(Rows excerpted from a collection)
---
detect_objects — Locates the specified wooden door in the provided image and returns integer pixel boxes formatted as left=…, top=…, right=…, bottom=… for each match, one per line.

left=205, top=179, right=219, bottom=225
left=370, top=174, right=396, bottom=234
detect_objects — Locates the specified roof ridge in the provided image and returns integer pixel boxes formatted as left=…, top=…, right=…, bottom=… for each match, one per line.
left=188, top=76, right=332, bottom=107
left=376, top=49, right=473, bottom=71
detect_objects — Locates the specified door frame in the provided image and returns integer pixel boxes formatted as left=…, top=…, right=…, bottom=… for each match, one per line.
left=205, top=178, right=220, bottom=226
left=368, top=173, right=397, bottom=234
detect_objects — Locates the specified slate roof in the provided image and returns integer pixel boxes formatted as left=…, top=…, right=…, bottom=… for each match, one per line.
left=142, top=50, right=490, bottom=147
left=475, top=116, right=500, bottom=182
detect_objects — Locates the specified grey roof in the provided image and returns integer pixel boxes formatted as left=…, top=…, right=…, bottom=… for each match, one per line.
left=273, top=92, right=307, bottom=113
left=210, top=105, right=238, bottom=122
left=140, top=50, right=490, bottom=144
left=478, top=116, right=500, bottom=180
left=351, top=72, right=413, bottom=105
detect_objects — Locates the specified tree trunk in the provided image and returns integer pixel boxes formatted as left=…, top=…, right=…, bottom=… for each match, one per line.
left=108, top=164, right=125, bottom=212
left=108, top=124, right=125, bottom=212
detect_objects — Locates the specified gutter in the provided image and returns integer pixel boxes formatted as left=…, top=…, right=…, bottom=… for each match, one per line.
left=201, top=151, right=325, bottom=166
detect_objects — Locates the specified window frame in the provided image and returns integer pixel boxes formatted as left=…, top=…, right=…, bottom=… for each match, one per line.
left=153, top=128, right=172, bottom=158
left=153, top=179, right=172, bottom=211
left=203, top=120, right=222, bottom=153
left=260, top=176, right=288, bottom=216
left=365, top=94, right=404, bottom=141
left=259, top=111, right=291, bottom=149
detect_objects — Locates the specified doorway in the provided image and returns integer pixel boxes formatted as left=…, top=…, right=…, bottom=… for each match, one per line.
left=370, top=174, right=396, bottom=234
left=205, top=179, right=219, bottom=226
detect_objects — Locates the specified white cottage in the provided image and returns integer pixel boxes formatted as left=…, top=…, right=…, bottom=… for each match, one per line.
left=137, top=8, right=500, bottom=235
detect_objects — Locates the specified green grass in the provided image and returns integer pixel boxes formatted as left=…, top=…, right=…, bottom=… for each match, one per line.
---
» **TASK REQUIREMENTS**: Rewrite every row above, swapping "detect_objects" for "locate_objects" wherever it occurs and changing nothing else.

» **RESPONSE TO THIS EXERCISE**:
locate_objects — Locates the specified wooden door in the provided image and returns integer pixel boxes formatted as left=…, top=…, right=…, bottom=… for each match, one per line.

left=205, top=179, right=219, bottom=225
left=370, top=174, right=396, bottom=234
locate_objects — Locates the specified roof ridge in the provided image and returns integer pixel boxes formatted as left=…, top=…, right=…, bottom=… for each match, one per line.
left=188, top=76, right=332, bottom=107
left=376, top=49, right=473, bottom=71
locate_objects — Locates the specified door frame in the provided image and returns integer pixel boxes formatted as left=…, top=…, right=…, bottom=… for each match, one per line.
left=205, top=178, right=220, bottom=226
left=368, top=173, right=397, bottom=234
locate_objects — Locates the specified slate roof in the provided image and returns integer pixel boxes formatted as left=…, top=…, right=…, bottom=… for each match, one per line.
left=142, top=50, right=490, bottom=147
left=475, top=116, right=500, bottom=182
locate_objects — Locates the specified grey roof in the provided image and returns integer pixel boxes formatted as left=…, top=…, right=…, bottom=… for each match, one per line.
left=273, top=92, right=307, bottom=113
left=210, top=105, right=238, bottom=122
left=140, top=50, right=490, bottom=144
left=478, top=116, right=500, bottom=180
left=351, top=72, right=413, bottom=105
locate_objects — Locates the specified tree trunk in the provided image and returns integer pixel boxes formatted as left=…, top=…, right=…, bottom=… for each match, one per line.
left=108, top=164, right=125, bottom=212
left=108, top=124, right=125, bottom=212
locate_objects — Locates the specified gutter in the provided image and returns integer pixel boxes formatted as left=…, top=…, right=…, bottom=… for each match, one per line.
left=201, top=151, right=325, bottom=166
locate_objects — Locates the specified window frame in the provided image and returns integer pixel boxes formatted as left=…, top=…, right=…, bottom=… for each match, one per line.
left=153, top=128, right=172, bottom=158
left=153, top=179, right=172, bottom=211
left=203, top=120, right=222, bottom=153
left=260, top=176, right=288, bottom=216
left=365, top=94, right=404, bottom=141
left=259, top=111, right=291, bottom=149
locate_objects — Locates the specified doorway in the provided image and returns integer pixel boxes formatted as left=…, top=…, right=…, bottom=… for each match, one per line.
left=370, top=174, right=396, bottom=234
left=205, top=179, right=219, bottom=226
locate_objects — Locates the specified white cottage in the provided image and returns integer pixel boxes formatted as left=…, top=…, right=…, bottom=… for each match, one per line.
left=137, top=8, right=500, bottom=235
locate_objects — Locates the specified green grass in the provided image and returns integer pixel boxes formatted as left=…, top=…, right=…, bottom=… for each match, one per line.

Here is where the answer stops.